━━━━━ DATA EXTRACT

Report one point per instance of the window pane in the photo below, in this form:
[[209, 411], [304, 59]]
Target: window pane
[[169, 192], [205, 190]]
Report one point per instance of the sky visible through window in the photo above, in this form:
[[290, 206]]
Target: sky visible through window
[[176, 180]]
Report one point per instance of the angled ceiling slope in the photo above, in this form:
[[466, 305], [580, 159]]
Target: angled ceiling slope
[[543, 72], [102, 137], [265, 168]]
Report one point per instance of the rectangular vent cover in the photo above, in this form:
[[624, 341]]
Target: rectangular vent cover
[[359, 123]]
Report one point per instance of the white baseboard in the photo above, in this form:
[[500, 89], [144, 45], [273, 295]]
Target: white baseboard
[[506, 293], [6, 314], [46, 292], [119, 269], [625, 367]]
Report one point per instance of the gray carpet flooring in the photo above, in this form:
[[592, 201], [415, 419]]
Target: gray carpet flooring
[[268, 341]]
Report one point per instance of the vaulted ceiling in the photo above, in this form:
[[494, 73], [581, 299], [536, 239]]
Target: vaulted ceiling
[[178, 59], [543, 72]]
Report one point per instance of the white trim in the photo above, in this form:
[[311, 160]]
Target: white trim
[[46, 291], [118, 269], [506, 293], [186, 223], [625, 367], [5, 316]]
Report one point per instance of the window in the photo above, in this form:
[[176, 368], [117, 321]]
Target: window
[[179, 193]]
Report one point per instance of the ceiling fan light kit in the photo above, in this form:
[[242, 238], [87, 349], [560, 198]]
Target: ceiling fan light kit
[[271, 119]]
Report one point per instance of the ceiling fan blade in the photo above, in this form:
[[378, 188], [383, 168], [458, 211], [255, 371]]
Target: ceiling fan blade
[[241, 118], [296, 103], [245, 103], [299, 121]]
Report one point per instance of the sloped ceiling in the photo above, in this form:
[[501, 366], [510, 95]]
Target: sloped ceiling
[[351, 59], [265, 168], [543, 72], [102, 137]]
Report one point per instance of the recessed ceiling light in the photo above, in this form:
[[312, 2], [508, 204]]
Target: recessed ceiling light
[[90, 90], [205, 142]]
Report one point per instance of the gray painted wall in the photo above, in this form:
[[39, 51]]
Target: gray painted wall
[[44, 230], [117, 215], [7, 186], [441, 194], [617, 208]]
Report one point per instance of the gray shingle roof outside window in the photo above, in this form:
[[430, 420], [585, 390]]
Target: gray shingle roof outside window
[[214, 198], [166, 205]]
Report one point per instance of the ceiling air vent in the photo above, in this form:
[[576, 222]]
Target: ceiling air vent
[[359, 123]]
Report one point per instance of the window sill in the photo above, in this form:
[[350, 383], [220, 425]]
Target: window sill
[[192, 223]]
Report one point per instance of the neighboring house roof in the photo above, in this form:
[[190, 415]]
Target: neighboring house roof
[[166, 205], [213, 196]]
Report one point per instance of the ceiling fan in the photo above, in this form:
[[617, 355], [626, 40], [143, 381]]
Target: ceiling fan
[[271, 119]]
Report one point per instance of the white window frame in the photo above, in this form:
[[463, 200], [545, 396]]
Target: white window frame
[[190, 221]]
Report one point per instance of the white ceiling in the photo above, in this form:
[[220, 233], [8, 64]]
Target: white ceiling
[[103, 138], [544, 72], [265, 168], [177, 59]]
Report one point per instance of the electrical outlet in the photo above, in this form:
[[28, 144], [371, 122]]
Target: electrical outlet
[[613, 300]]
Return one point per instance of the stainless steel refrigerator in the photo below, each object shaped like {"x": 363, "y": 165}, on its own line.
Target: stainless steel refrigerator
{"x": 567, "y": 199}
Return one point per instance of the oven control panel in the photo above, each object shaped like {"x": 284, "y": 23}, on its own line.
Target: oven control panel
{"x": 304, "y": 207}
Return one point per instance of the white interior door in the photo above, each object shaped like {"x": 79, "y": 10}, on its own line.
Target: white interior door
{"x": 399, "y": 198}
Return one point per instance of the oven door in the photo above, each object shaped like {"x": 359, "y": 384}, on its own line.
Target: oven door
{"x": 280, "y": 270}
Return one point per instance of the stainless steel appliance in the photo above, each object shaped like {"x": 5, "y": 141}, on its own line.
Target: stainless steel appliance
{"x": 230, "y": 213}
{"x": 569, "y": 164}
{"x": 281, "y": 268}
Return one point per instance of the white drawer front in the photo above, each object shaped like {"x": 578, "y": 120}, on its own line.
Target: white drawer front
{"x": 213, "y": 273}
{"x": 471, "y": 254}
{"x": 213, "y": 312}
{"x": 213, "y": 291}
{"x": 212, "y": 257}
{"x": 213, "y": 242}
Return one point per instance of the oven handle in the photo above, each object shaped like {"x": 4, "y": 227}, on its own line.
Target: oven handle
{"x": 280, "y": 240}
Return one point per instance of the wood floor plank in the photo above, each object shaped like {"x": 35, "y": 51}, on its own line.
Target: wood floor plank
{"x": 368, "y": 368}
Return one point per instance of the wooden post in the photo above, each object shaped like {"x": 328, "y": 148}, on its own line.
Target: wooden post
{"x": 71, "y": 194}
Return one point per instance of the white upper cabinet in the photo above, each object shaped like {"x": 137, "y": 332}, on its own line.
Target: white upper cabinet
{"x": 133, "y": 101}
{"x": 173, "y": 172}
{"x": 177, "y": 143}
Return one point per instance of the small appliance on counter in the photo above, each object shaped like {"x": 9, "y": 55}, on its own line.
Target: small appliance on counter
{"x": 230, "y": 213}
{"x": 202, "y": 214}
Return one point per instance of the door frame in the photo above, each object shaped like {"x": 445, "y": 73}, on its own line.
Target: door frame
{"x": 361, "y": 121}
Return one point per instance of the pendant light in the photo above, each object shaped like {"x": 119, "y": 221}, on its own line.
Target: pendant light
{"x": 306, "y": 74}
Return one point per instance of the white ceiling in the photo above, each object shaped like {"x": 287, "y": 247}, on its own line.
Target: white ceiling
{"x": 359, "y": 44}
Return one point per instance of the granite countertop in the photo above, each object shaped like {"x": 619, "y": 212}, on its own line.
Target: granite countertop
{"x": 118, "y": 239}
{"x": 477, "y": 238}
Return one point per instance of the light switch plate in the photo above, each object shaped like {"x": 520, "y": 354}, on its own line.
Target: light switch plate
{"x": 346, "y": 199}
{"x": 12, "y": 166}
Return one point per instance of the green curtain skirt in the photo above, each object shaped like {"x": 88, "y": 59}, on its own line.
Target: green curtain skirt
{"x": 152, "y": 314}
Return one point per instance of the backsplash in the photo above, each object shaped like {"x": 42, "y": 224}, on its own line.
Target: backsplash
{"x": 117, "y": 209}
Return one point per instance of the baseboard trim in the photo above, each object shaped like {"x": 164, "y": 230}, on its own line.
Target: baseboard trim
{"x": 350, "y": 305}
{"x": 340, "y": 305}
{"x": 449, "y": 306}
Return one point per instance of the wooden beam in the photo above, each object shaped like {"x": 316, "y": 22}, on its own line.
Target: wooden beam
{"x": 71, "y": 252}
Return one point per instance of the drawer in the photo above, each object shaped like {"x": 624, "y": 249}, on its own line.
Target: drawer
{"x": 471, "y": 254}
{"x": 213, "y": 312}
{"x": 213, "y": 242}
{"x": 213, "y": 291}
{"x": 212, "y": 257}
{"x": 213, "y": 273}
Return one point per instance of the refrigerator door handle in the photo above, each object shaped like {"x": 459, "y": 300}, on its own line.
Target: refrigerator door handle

━━━━━━━━━━

## WHAT YOU WILL DO
The data above must be restated word for word.

## EXPECTED ANSWER
Report one point per instance of the window pane in the photo below, in this form:
[[209, 411], [304, 59]]
Target: window pane
[[169, 192], [205, 190]]
Report one point per instance of the sky visible through window in the photo above, in this form:
[[290, 206]]
Target: sky visible through window
[[176, 180]]
Report one point per instance of the angled ceiling slope in the photo above, in this form:
[[466, 305], [580, 159]]
Target: angled ceiling slope
[[543, 72], [102, 137], [265, 168]]
Report one point per instance of the rectangular vent cover in the photo above, in this form:
[[624, 341]]
Target: rectangular vent cover
[[359, 123]]
Report one point per instance of the white baseboard in the photo above, in this form:
[[500, 89], [144, 45], [273, 295]]
Target: white baseboard
[[506, 293], [6, 314], [46, 292], [119, 269], [625, 367]]
Report one point per instance of the gray carpet flooring in the photo above, in this form:
[[592, 201], [415, 419]]
Target: gray carpet flooring
[[268, 341]]
Report one point per instance of the vaulted ceiling in the photo above, in this form:
[[494, 73], [581, 299], [536, 239]]
Target: vaulted ceiling
[[178, 59], [543, 72]]
Report one point per instance of the white trim in the photo above, in this form:
[[311, 160]]
Target: white trim
[[46, 291], [118, 269], [506, 293], [186, 223], [625, 367], [5, 316]]
Report one point per instance of the window in the photo above, in this form:
[[176, 368], [117, 321]]
Target: window
[[179, 193]]
Report one point per instance of the ceiling fan light kit in the photo above, in this form:
[[242, 238], [87, 349], [560, 198]]
Target: ceiling fan light kit
[[271, 119]]
Report one point per instance of the ceiling fan blade in the photo above, in this form:
[[378, 188], [383, 168], [458, 211], [255, 371]]
Target: ceiling fan blade
[[241, 118], [296, 103], [245, 103], [299, 121]]
Report one point per instance of the sloped ceiling in the photo above, in this form:
[[501, 366], [510, 95]]
Target: sloped ceiling
[[351, 59], [265, 168], [543, 72], [102, 137]]
Report one point per instance of the recessed ceiling light in the photo above, in this form:
[[312, 2], [508, 204]]
Target: recessed ceiling light
[[90, 90], [205, 142]]
Report one point per instance of the gray painted wall in the photo above, in this form:
[[39, 51]]
Target: gray painted wall
[[44, 230], [117, 215], [7, 186], [441, 194], [617, 208]]
Report one point per instance of the gray shingle roof outside window in the photo above, in this form:
[[430, 420], [585, 390]]
Target: gray shingle roof outside window
[[214, 198], [166, 205]]
Report one point per instance of the ceiling air vent in the photo above, in this form:
[[576, 222]]
Target: ceiling air vent
[[359, 123]]
Report one point per instance of the window sill in the photo above, in this form:
[[350, 383], [220, 425]]
Target: window sill
[[192, 223]]
Report one point per instance of the neighboring house roof in the photo above, in this form:
[[190, 415]]
Target: neighboring house roof
[[166, 205], [213, 196]]
Report one point per instance of the ceiling fan in the photo above, in this form:
[[617, 355], [626, 40], [143, 381]]
Target: ceiling fan
[[271, 119]]
Report one point per instance of the white window frame in the photo above, in this form:
[[463, 200], [545, 396]]
Target: white window frame
[[190, 221]]
Report one point per instance of the white ceiling in the photo above, in this form:
[[220, 233], [8, 64]]
Target: white ceiling
[[103, 138], [544, 72], [265, 168], [177, 59]]
Report one point per instance of the electrical outlet in the photo above, in this form:
[[28, 144], [371, 122]]
Target: electrical outlet
[[613, 300]]
Return one point per instance of the stainless steel refrigerator in the photo below, each object shaped like {"x": 363, "y": 165}, on its own line.
Target: stainless steel refrigerator
{"x": 567, "y": 199}
Return one point per instance of the oven control panel in the photo above, each object shaped like {"x": 284, "y": 23}, on its own line.
Target: oven control panel
{"x": 304, "y": 207}
Return one point per instance of the white interior door in the photo above, each object shaped like {"x": 79, "y": 10}, on its own line.
Target: white interior door
{"x": 399, "y": 198}
Return one point per instance of the oven door in the photo above, each object shaped like {"x": 359, "y": 384}, on its own line.
Target: oven door
{"x": 280, "y": 270}
Return one point per instance of the stainless steel appliance in the photo above, each object shaped like {"x": 5, "y": 141}, on its own line.
Target: stainless steel appliance
{"x": 230, "y": 213}
{"x": 569, "y": 164}
{"x": 281, "y": 268}
Return one point per instance of the white drawer front in the photo above, each object shaped like {"x": 578, "y": 120}, on its own line.
Target: white drawer front
{"x": 213, "y": 273}
{"x": 471, "y": 254}
{"x": 213, "y": 312}
{"x": 213, "y": 291}
{"x": 212, "y": 257}
{"x": 213, "y": 242}
Return one point per instance of the oven handle in the photo above, each object shaped like {"x": 4, "y": 227}, on its own line.
Target: oven handle
{"x": 280, "y": 240}
Return one point per instance of the wood floor plank in the photo above, each object shaped like {"x": 35, "y": 51}, on its own line.
Target: wood floor plank
{"x": 368, "y": 368}
Return one point per instance of the wooden post in the photo above, each object shaped like {"x": 328, "y": 148}, on its own line.
Target: wooden post
{"x": 71, "y": 194}
Return one point per instance of the white upper cabinet in the photo above, each object shaped like {"x": 137, "y": 332}, on its own line.
Target: white upper cabinet
{"x": 133, "y": 101}
{"x": 173, "y": 172}
{"x": 177, "y": 143}
Return one point per instance of the small appliance on counter in the photo above, each object shaped like {"x": 9, "y": 55}, on its own line.
Target: small appliance on counter
{"x": 230, "y": 213}
{"x": 202, "y": 214}
Return one point per instance of the door frame in the photo above, each object shaped like {"x": 445, "y": 73}, on its own line.
Target: door frame
{"x": 361, "y": 121}
Return one point per instance of the pendant light in the photo above, each object shaped like {"x": 119, "y": 221}, on its own line.
Target: pendant light
{"x": 306, "y": 74}
Return one point per instance of the white ceiling in the photo above, each object shaped like {"x": 287, "y": 247}, on its own line.
Target: white ceiling
{"x": 359, "y": 44}
Return one point per instance of the granite countertop in the photo above, each object shaped like {"x": 619, "y": 212}, on its own line.
Target: granite countertop
{"x": 118, "y": 239}
{"x": 477, "y": 238}
Return one point per instance of the light switch plate in the photo above, each object shaped like {"x": 520, "y": 354}, on its own line.
Target: light switch plate
{"x": 346, "y": 199}
{"x": 12, "y": 166}
Return one point per instance of the green curtain skirt in the photo above, each object shaped like {"x": 88, "y": 59}, on its own line.
Target: green curtain skirt
{"x": 152, "y": 314}
Return one point per instance of the backsplash in the photo above, each object shaped like {"x": 42, "y": 224}, on its own line.
Target: backsplash
{"x": 117, "y": 209}
Return one point per instance of the baseboard trim in the photo above, each object shaped like {"x": 164, "y": 230}, on its own line.
Target: baseboard trim
{"x": 350, "y": 305}
{"x": 340, "y": 305}
{"x": 449, "y": 306}
Return one point per instance of the wooden beam in the photo above, each object shaped like {"x": 316, "y": 22}, on its own line.
Target: wooden beam
{"x": 71, "y": 252}
Return one point per instance of the drawer in the photo above, each object shaped like {"x": 624, "y": 249}, on its own line.
Target: drawer
{"x": 471, "y": 254}
{"x": 213, "y": 312}
{"x": 213, "y": 242}
{"x": 213, "y": 291}
{"x": 212, "y": 257}
{"x": 213, "y": 273}
Return one point per instance of the refrigerator door handle in the photo above, each object shaped like {"x": 459, "y": 300}, on its own line.
Target: refrigerator door handle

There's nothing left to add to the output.